WHAT IS EXPECTED → Begin with the line that holds "Exercise. Locate the wispy". Write out every line from there to the end of the listing below, word for word.

** MATERIAL FOR THIS EXERCISE follows **

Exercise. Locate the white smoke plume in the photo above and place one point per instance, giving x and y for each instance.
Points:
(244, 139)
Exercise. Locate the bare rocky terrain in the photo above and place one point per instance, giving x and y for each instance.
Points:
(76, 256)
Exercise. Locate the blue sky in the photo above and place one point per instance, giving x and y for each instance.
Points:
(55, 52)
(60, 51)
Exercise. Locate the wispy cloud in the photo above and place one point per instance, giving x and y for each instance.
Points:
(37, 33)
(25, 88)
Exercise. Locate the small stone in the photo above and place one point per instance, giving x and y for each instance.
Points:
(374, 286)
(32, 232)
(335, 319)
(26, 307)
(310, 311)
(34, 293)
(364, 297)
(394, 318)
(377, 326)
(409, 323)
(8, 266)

** End of MATERIAL FOR THIS EXERCISE **

ANSWER →
Exercise. Locate the wispy cloud in the photo above and place one point per instance, giving x and y for each instance.
Points:
(37, 33)
(25, 88)
Exercise. Locate the small stone in the photo above and place one point per instance, giving x and y for each instance.
Points:
(374, 286)
(32, 232)
(335, 319)
(26, 307)
(310, 311)
(34, 293)
(364, 297)
(394, 318)
(377, 326)
(409, 323)
(8, 266)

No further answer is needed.